*THE PROBLEM*: Reproduce the material from the line with "like [[207, 309]]." up to and including the line with "[[235, 274]]". Multiply every answer coordinate by 1.5 and round it to a whole number, with halves rounded up, and leave all other numbers unchanged.

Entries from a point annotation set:
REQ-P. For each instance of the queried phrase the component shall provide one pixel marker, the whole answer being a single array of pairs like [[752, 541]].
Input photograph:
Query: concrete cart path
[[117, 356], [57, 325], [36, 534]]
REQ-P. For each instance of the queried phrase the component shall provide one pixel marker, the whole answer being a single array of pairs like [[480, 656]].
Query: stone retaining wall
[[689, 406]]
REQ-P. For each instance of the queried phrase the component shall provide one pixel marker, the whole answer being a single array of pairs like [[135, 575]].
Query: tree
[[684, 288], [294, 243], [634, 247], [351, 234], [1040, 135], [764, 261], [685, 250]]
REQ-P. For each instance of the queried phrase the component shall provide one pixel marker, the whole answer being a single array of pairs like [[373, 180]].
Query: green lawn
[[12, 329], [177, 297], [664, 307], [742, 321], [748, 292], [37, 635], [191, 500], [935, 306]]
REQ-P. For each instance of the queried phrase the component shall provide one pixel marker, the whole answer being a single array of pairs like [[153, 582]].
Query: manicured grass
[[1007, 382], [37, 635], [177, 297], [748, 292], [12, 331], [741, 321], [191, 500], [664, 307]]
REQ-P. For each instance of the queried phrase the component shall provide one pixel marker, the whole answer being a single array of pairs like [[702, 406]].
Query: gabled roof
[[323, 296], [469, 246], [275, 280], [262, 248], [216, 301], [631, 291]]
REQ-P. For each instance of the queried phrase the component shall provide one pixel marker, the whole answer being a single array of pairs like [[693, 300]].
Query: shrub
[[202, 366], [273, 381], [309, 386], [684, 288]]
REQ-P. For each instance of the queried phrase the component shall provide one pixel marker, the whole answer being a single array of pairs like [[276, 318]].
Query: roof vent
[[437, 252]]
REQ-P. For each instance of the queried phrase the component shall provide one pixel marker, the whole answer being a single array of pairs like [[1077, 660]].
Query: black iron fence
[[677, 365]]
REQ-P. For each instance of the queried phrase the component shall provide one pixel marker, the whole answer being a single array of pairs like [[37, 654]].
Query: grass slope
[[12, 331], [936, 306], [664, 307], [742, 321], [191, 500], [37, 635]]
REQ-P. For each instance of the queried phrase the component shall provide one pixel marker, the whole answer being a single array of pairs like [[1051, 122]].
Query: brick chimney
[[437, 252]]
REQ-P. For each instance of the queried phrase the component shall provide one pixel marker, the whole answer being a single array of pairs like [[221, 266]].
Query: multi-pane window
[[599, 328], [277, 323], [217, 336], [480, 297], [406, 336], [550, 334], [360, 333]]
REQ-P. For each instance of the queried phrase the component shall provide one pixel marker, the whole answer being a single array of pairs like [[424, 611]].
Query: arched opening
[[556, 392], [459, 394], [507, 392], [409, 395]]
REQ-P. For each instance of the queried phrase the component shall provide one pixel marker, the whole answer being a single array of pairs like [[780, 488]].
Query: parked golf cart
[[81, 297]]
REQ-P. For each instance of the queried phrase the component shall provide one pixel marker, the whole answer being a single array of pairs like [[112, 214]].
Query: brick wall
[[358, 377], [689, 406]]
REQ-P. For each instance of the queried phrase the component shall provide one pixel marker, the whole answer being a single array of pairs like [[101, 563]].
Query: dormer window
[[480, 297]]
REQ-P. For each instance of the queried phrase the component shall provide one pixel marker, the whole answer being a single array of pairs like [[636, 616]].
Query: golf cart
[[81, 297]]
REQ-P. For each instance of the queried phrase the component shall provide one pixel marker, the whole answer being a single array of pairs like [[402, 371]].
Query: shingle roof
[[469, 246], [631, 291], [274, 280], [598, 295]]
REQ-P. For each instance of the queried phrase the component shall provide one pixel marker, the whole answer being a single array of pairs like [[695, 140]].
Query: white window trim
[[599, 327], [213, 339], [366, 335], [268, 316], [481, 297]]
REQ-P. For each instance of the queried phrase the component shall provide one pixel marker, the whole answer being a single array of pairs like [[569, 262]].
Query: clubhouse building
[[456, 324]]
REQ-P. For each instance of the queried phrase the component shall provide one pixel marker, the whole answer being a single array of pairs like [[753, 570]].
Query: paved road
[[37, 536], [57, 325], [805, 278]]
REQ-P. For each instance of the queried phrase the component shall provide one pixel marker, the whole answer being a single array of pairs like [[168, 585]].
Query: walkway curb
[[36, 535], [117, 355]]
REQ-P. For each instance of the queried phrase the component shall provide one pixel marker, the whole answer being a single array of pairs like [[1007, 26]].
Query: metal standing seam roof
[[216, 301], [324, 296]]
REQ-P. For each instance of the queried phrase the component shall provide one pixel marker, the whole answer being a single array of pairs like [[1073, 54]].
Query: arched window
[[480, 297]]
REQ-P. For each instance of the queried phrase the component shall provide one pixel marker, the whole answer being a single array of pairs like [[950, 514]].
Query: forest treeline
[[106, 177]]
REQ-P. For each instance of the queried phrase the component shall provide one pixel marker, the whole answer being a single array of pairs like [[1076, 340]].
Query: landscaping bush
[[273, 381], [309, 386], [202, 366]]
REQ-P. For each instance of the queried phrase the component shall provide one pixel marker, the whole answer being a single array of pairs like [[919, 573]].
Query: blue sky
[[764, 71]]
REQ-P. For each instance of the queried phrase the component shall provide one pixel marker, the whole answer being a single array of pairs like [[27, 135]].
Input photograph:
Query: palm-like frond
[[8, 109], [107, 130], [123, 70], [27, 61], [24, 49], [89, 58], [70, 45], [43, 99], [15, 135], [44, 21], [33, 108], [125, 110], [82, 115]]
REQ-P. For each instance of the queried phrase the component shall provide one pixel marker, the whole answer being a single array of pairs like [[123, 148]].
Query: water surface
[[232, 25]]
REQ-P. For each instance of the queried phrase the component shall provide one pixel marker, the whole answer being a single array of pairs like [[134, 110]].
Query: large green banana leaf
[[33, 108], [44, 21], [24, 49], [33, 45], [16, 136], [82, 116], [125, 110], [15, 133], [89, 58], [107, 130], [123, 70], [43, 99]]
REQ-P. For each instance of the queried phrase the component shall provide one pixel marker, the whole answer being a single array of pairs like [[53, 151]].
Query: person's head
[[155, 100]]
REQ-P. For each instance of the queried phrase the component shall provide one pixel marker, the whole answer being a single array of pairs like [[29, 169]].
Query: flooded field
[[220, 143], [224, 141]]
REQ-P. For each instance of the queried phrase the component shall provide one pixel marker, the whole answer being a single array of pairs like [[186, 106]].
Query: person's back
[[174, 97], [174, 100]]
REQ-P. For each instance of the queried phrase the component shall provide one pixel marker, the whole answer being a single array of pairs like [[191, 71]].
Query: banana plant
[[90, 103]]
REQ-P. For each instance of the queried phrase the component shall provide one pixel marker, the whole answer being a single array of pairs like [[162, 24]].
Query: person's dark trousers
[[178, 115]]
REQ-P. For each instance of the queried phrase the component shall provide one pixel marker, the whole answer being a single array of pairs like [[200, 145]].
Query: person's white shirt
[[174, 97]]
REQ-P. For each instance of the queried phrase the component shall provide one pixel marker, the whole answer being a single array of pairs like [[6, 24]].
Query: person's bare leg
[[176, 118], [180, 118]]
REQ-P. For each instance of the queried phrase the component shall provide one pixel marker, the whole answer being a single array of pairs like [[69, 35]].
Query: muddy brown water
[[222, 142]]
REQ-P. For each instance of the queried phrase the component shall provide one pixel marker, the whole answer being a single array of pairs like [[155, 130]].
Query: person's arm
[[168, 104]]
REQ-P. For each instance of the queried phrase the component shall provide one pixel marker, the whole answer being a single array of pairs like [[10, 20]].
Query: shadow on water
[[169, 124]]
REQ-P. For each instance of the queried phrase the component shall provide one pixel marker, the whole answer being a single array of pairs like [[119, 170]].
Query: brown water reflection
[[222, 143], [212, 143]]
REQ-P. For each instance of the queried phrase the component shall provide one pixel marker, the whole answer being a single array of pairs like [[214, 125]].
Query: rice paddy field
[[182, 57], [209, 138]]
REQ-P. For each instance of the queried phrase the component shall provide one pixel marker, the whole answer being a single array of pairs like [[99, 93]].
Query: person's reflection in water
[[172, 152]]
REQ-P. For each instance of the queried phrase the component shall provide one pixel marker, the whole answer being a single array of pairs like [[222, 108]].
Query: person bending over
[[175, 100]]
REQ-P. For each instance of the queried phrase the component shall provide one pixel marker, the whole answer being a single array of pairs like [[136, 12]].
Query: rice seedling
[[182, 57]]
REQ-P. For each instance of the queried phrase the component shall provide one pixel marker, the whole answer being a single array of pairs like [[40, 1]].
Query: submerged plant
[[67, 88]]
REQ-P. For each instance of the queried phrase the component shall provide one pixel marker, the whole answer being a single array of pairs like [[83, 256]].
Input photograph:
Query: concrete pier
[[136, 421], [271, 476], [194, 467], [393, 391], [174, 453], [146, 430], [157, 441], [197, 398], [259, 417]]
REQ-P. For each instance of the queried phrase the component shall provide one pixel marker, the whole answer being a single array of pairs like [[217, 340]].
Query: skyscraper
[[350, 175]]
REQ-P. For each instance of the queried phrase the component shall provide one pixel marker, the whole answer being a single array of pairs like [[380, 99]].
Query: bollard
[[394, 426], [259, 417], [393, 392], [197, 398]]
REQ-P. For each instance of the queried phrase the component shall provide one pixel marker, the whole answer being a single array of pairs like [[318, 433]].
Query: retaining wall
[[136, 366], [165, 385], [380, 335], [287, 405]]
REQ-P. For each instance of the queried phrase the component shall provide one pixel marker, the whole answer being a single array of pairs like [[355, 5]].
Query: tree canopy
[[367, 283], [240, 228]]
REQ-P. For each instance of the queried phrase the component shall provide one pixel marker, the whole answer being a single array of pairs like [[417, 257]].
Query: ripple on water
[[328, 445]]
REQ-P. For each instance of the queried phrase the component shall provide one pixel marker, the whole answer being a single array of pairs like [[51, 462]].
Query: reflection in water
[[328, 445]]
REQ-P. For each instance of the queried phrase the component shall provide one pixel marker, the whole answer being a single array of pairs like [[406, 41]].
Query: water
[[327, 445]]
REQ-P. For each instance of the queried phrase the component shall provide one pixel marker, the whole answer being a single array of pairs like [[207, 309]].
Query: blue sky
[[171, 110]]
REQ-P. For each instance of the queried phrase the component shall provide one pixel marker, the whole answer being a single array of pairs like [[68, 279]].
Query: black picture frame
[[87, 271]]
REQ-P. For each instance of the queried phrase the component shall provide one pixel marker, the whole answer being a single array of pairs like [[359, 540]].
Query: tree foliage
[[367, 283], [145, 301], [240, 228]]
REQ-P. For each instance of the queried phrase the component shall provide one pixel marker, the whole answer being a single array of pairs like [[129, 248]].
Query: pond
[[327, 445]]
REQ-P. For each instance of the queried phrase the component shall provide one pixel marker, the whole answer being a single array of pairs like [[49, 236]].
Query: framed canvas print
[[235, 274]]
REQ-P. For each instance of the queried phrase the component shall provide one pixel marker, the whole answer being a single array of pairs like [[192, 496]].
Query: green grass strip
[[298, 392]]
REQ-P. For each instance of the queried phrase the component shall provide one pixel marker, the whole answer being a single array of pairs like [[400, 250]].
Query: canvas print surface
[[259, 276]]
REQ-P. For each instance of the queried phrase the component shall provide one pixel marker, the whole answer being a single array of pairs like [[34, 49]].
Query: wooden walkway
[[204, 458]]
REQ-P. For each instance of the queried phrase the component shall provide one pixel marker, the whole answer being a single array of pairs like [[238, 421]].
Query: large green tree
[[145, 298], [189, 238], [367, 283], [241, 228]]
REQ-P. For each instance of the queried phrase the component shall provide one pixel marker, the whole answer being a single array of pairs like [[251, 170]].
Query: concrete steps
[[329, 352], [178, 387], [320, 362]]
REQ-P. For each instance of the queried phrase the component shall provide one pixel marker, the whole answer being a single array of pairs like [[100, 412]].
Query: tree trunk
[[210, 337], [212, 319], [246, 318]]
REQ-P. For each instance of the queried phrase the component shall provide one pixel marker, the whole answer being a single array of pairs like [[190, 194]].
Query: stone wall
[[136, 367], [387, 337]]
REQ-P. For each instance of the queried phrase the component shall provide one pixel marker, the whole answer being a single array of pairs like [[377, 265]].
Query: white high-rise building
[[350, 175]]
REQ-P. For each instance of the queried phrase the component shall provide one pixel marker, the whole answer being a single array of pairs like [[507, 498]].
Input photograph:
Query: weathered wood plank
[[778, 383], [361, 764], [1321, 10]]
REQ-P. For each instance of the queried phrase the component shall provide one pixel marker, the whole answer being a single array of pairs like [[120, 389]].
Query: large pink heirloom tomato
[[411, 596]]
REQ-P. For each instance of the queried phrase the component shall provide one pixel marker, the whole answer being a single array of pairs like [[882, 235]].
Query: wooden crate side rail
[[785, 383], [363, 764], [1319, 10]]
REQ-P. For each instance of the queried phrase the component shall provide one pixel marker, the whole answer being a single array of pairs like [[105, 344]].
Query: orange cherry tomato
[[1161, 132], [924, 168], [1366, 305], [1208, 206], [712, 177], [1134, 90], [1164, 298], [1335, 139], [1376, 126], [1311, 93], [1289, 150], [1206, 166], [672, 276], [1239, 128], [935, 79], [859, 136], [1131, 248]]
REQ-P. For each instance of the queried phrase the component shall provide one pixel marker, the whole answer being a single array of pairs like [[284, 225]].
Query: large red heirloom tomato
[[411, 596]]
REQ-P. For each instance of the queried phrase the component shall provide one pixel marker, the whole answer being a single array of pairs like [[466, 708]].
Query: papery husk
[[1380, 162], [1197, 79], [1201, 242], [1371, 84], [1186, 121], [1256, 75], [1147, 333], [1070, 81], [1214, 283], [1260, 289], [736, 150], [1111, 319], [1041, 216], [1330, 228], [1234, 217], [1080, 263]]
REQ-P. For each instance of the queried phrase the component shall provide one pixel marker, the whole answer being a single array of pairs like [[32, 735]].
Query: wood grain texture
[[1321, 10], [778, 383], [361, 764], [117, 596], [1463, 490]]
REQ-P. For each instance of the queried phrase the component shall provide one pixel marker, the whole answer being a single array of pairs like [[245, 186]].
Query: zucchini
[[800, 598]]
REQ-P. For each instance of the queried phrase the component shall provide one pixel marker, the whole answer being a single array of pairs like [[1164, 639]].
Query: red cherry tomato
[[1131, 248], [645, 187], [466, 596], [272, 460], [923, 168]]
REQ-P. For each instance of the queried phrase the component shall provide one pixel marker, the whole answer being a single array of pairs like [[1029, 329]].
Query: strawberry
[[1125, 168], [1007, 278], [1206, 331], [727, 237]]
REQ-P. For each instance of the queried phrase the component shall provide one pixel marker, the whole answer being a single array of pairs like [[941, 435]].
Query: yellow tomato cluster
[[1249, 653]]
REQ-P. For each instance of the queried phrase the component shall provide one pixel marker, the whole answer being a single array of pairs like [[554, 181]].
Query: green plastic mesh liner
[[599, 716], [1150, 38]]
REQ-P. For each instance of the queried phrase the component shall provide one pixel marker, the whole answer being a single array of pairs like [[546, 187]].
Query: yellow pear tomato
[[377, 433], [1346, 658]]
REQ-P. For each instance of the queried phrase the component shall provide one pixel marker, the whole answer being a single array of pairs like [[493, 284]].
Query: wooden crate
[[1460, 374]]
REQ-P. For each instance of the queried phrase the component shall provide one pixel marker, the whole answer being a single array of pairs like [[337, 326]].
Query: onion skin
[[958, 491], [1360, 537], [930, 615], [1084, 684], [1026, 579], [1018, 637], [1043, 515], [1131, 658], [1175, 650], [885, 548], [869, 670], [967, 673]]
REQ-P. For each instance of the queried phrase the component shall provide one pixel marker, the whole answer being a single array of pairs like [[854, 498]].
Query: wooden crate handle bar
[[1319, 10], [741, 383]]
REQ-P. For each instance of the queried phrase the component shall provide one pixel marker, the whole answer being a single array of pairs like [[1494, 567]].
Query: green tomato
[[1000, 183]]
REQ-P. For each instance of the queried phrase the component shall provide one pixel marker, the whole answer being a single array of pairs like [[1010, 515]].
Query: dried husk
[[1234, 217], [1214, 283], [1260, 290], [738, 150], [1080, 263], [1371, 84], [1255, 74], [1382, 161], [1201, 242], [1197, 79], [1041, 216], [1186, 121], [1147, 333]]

*OUTPUT OF THE TASK*:
REQ-P. For each instance of the queried phrase the component shall provide one pixel marker, the whole answer being a single array of pairs like [[207, 309]].
Query: blue sky
[[257, 165]]
REQ-P. For each instance of the queried phrase the component shall provide one pixel marker, the whole answer being a single array of pairs like [[68, 279]].
Query: black picture frame
[[131, 407]]
REQ-P. For each instance of the queried phrase the component shall provide one pixel marker, the whole answer being a single array of pairs like [[359, 540]].
Query: tree foliage
[[551, 425], [218, 452], [360, 342]]
REQ-P. For each instance of the queried phrase the component shall provide one pixel marker, the whole answer being a single array of pairs like [[129, 248]].
Query: pond
[[491, 668]]
REQ-P. For each instance of the queried phrase the component shall provide one pixel marker, the whole answer being a single array of pairs like [[49, 236]].
Query: framed canvas print
[[353, 411]]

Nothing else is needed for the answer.